Exercise details -> Print the lines that run from the line with "positive clicks: (181, 456)" to the line with "negative clicks: (99, 401) (55, 425)", keeping both end lines, exactly as they appear in the entries below, and nothing else.

Data excerpts
_ _ _
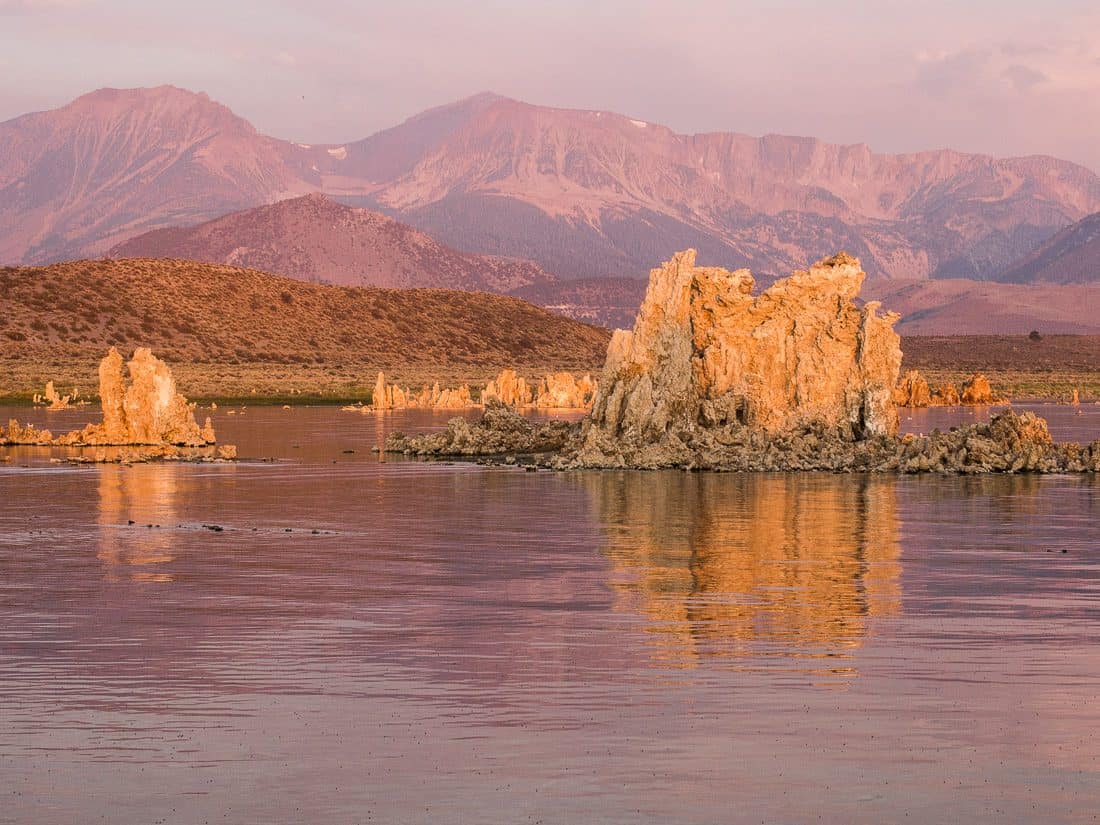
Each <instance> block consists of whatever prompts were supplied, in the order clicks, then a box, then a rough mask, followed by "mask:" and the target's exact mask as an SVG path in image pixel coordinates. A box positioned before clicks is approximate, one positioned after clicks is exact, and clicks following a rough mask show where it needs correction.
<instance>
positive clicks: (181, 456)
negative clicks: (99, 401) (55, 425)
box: [0, 346, 237, 461]
mask: <svg viewBox="0 0 1100 825" xmlns="http://www.w3.org/2000/svg"><path fill="white" fill-rule="evenodd" d="M122 367H123V362H122V356H121V355H120V354H119V351H118V350H117V349H114V348H113V346H112V348H111V350H110V352H108V354H107V356H106V357H103V360H102V361H100V363H99V396H100V399H101V403H102V407H103V420H102V421H101V422H100V423H89V425H88V426H87V427H85V428H84V429H81V430H73V431H72V432H66V433H64V434H62V436H57V437H56V438H55V437H54V436H53V433H52V432H50V430H40V429H36V428H35V427H31V426H26V427H23V426H20V423H19V422H18V421H15V420H11V421H9V423H8V427H7V429H4V428H2V427H0V444H5V445H14V444H30V445H37V447H47V445H48V447H143V448H149V449H145V450H142V451H140V452H134V453H133V455H135V456H136V455H141V456H142V459H141V460H149V459H151V458H154V456H157V455H160V456H161V458H166V459H177V460H186V459H198V460H201V459H208V458H212V459H233V458H237V449H235V448H234V447H232V445H221V447H216V440H217V439H216V437H215V431H213V426H212V425H211V422H210V419H209V418H207V419H206V422H205V423H204V425H202V426H201V427H200V426H199V425H198V422H196V420H195V405H194V404H188V403H187V399H186V398H185V397H184V396H182V395H180V394H179V393H177V392H176V382H175V379H174V378H173V376H172V371H171V370H169V368H168V365H167V364H165V363H164V362H163V361H161V360H160V359H157V357H155V356H154V355H153V353H152V352H151V351H150V350H147V349H144V348H142V349H139V350H138V351H136V352H134V356H133V357H132V359H131V360H130V362H129V364H127V367H128V368H129V373H130V382H129V384H128V383H127V381H125V378H124V377H123V373H122ZM116 454H117V453H111V454H108V453H105V461H113V460H119V459H116V458H114V455H116ZM86 458H88V456H86ZM94 459H95V455H92V456H91V459H89V460H94Z"/></svg>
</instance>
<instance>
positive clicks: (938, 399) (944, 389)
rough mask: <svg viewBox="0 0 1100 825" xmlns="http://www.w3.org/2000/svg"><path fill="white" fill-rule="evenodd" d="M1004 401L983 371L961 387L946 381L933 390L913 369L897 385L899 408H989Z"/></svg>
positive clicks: (894, 389) (970, 378) (894, 398)
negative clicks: (957, 386)
mask: <svg viewBox="0 0 1100 825" xmlns="http://www.w3.org/2000/svg"><path fill="white" fill-rule="evenodd" d="M1003 403H1004V400H1003V399H999V398H997V397H996V396H994V395H993V388H992V387H991V386H990V384H989V378H987V377H986V376H985V375H982V374H981V373H976V374H975V375H971V376H970V377H969V378H968V379H967V381H965V382H963V386H961V388H959V387H956V386H955V385H954V384H945V385H944V386H942V387H938V388H936V389H933V388H932V387H930V386H928V382H927V381H925V378H924V376H923V375H921V372H920V371H919V370H910V371H909V372H906V373H905V375H904V376H902V379H901V381H900V382H899V383H898V386H897V387H894V404H897V405H898V406H899V407H959V406H963V407H987V406H989V405H991V404H1003Z"/></svg>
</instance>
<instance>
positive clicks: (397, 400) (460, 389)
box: [343, 372, 476, 412]
mask: <svg viewBox="0 0 1100 825" xmlns="http://www.w3.org/2000/svg"><path fill="white" fill-rule="evenodd" d="M474 406H476V405H475V403H474V400H473V397H472V395H471V393H470V386H469V385H467V384H463V385H462V386H460V387H456V388H454V389H443V388H441V387H440V386H439V382H438V381H437V382H436V383H434V384H433V385H432V386H428V385H427V384H425V385H423V386H422V387H421V388H420V392H419V393H412V392H411V390H410V389H408V388H407V387H405V388H403V387H400V386H399V385H397V384H387V383H386V375H385V373H382V372H379V373H378V377H377V379H376V381H375V383H374V395H373V396H372V398H371V404H370V406H363V405H350V406H346V407H343V409H344V410H346V411H349V412H384V411H386V410H392V409H467V408H470V407H474Z"/></svg>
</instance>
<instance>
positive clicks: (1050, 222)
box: [0, 87, 1100, 277]
mask: <svg viewBox="0 0 1100 825" xmlns="http://www.w3.org/2000/svg"><path fill="white" fill-rule="evenodd" d="M313 190H321V191H324V193H328V194H330V195H332V196H335V197H340V198H342V199H345V200H349V201H354V202H356V204H359V205H363V206H372V207H374V208H379V209H382V210H384V211H386V212H387V213H389V215H392V216H395V217H397V218H399V219H400V220H404V221H406V222H408V223H411V224H412V226H416V227H418V228H420V229H422V230H425V231H428V232H429V233H431V234H432V235H433V237H434V238H437V239H438V240H440V241H442V242H444V243H448V244H450V245H452V246H454V248H456V249H461V250H465V251H474V252H478V253H489V254H500V255H508V256H517V257H524V259H530V260H533V261H536V262H538V263H539V264H540V265H541V266H543V267H546V268H547V270H548V271H550V272H553V273H555V274H558V275H562V276H569V277H591V276H627V277H642V276H645V275H646V274H647V272H648V270H649V267H650V266H652V265H653V263H654V262H658V261H663V260H667V259H668V257H669V255H670V254H671V253H672V252H673V251H675V250H679V249H684V248H686V246H694V248H696V249H698V250H700V260H701V261H704V262H707V261H713V262H726V263H730V264H733V265H738V266H739V265H748V266H751V267H753V270H755V271H756V272H757V273H758V274H759V275H761V276H774V275H780V274H785V273H787V272H788V271H790V270H791V268H793V267H795V266H803V265H805V264H807V263H810V262H811V261H814V260H816V259H818V257H821V256H822V255H824V254H827V253H829V252H832V251H835V250H837V249H846V250H849V251H850V252H853V253H854V254H857V255H859V256H860V259H861V260H862V262H864V265H865V267H866V268H867V271H868V272H869V273H871V274H872V275H875V274H877V275H881V276H889V277H925V276H928V275H933V276H936V277H952V276H967V277H988V276H990V275H991V274H993V273H997V272H1000V271H1001V270H1003V268H1004V266H1005V265H1008V264H1009V263H1010V262H1012V261H1014V260H1018V259H1019V257H1021V256H1022V255H1023V254H1025V253H1026V252H1027V251H1030V250H1031V249H1033V248H1034V246H1035V245H1036V244H1037V243H1040V242H1042V241H1044V240H1046V239H1047V238H1049V237H1051V235H1052V234H1053V233H1054V232H1056V231H1057V230H1059V229H1062V228H1064V227H1066V226H1068V224H1070V223H1073V222H1074V221H1076V220H1079V219H1081V218H1084V217H1085V216H1086V215H1089V213H1091V212H1096V211H1098V210H1100V178H1098V177H1097V176H1096V175H1093V174H1092V173H1091V172H1089V171H1087V169H1085V168H1082V167H1080V166H1077V165H1075V164H1071V163H1066V162H1063V161H1058V160H1055V158H1052V157H1042V156H1034V157H1023V158H1010V160H994V158H991V157H988V156H985V155H972V154H964V153H959V152H952V151H935V152H922V153H915V154H906V155H883V154H876V153H872V152H871V151H870V150H869V149H868V147H866V146H862V145H853V146H838V145H833V144H827V143H823V142H821V141H817V140H814V139H807V138H789V136H780V135H768V136H764V138H751V136H747V135H741V134H737V133H709V134H695V135H683V134H676V133H675V132H672V131H671V130H669V129H667V128H664V127H661V125H659V124H654V123H647V122H643V121H640V120H632V119H630V118H625V117H623V116H618V114H614V113H610V112H595V111H574V110H565V109H550V108H546V107H537V106H529V105H526V103H521V102H518V101H515V100H508V99H506V98H500V97H496V96H492V95H482V96H477V97H476V98H471V99H469V100H464V101H460V102H458V103H454V105H451V106H448V107H442V108H440V109H434V110H431V111H429V112H425V113H422V114H420V116H418V117H416V118H412V119H411V120H409V121H407V122H406V123H404V124H401V125H399V127H396V128H394V129H390V130H386V131H385V132H382V133H378V134H376V135H374V136H372V138H368V139H366V140H364V141H360V142H356V143H350V144H346V145H339V146H304V145H299V144H294V143H289V142H286V141H278V140H275V139H271V138H266V136H264V135H260V134H257V133H256V132H255V131H254V130H253V129H252V127H250V125H249V124H248V123H246V122H244V121H243V120H240V119H239V118H235V117H234V116H233V114H232V113H231V112H229V111H228V110H227V109H224V108H223V107H220V106H218V105H216V103H212V102H211V101H209V100H208V99H207V98H206V97H205V96H197V95H191V94H190V92H185V91H182V90H179V89H172V88H168V87H163V88H160V89H139V90H125V91H119V90H103V91H100V92H95V94H92V95H88V96H86V97H84V98H80V99H78V100H77V101H75V102H73V103H70V105H69V106H67V107H63V108H62V109H58V110H55V111H52V112H41V113H36V114H29V116H24V117H22V118H17V119H15V120H12V121H8V122H7V123H2V124H0V261H9V262H11V261H25V262H45V261H51V260H57V259H59V257H66V256H74V255H75V253H76V252H79V253H80V254H89V253H95V254H99V253H101V252H102V251H105V250H107V249H109V248H110V246H112V245H114V244H116V243H118V242H120V241H121V240H123V239H124V238H128V237H132V235H134V234H138V233H140V232H143V231H146V230H149V229H154V228H163V227H171V226H179V224H186V223H193V222H196V221H199V220H208V219H211V218H213V217H216V216H218V215H223V213H226V212H229V211H234V210H238V209H242V208H246V207H252V206H259V205H262V204H266V202H272V201H275V200H278V199H282V198H287V197H292V196H294V195H298V194H305V193H307V191H313Z"/></svg>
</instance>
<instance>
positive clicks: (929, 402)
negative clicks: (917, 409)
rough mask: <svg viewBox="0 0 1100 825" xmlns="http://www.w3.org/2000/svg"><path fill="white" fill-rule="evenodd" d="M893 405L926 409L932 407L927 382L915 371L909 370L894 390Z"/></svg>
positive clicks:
_ _ _
Your solution ->
positive clicks: (181, 456)
negative clicks: (99, 401) (55, 425)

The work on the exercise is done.